> [Отрывок текста]
= = = = = = =

Из дневника танкиста

Восточная Пруссия, Герингов лес

12.02.45
Все еще без машин, в лесу, в землянках. Рыли на скорую руку, не думали здесь задерживаться, а оказалось — напрасно. Вез удобств плохо. Старшина, обещавший скорое переселение в приличное жилье, все никак не подыщет. Однако надежду не теряем, бюргеровских поместий окрест много, хозяева давно смазали пятки. А пока пожинаем плоды трудов своих — в тесноте, холоде и сырости. Сушняка в лесу почти нет, дожди беспрерывные.

Это не у нас в России, где зима как зима. А тут начальство еще занятия выдумало. Третий день тактику отрабатываем — «пеший по танковому», ну прямо, как в училище! Разница лишь — там отогревались после занятий, обсушивались и спали в тепле, а тут — день под дождем, вечером — в сырой землянке. К утру нахолодится так, что кажется снаружи лучше. Но это только кажется: как выскочишь, сразу атакует Восточно-прусская сырость. Бр-р!

Однако приспособился. Когда через чур мерзко, начинаю вспоминать проклятый август 44-го и становится легче: здесь хоть укрыться есть где, а тогда, по дороге на Мслодечно и пехом и в вагонах из под угля под беспрерывным проливным дождем. Где ребята, бедолаги, мерявшие километры со мной (или — я с ними?) по тем дорогам, и в холод и в голод. Толя, Юра, Миша Соколов? Живы ли? Обещали писать, да где тут! У самого третья полевая почта сменилась.

ЭХ, погреться бы! А еще лучше — в баньку косточки прогреть, от этих проклятых сороконожек избавиться. О, не успел подумать, как зашевелились, сволочи словно поняли. Скорее бы от них избавиться.

20.02.45 г.
Печальную новость сообщил нам вчера вечером замполит Ивашкин. Погиб Черняховский, командующий нашим фронтом. От шального снаряда. Один единствен­ный осколочек и — в сердце.

Случилось это позавчера возле Мельзажа, поганенького немецкого городишки. Ехал на встречу с командующим 3-й армией Горбатовым уточнить обстановку. И — уточнил. Нелепо, глупо погиб. Машину даже не поцарапало, а командующему прямо в сердце. Судьба, рок, думай как хочешь, но глупее смерти не придумаешь.

= = = = = = =

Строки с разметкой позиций
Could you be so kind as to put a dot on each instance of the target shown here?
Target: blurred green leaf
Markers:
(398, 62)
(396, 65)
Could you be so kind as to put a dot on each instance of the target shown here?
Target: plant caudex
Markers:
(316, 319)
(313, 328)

= = = = = = =

> [Что нужно сделать]
a) Приведите отрезок дневника танкиста от слов «Из дневника танкиста» по слова «нет, дожди беспрерывные.» включительно, заменив в нем «Старшина» на «Командир».
b) Воспроизведите без изменений все строки с разметкой позиций.
Дневник танкиста и строки никак не связаны между собой.

> [Полные ответы]
a)
Из дневника танкиста

Восточная Пруссия, Герингов лес

12.02.45
Все еще без машин, в лесу, в землянках. Рыли на скорую руку, не думали здесь задерживаться, а оказалось — напрасно. Вез удобств плохо. Командир, обещавший скорое переселение в приличное жилье, все никак не подыщет. Однако надежду не теряем, бюргеровских поместий окрест много, хозяева давно смазали пятки. А пока пожинаем плоды трудов своих — в тесноте, холоде и сырости. Сушняка в лесу почти нет, дожди беспрерывные.

b)
Could you be so kind as to put a dot on each instance of the target shown here?
Target: blurred green leaf
Markers:
(398, 62)
(396, 65)
Could you be so kind as to put a dot on each instance of the target shown here?
Target: plant caudex
Markers:
(316, 319)
(313, 328)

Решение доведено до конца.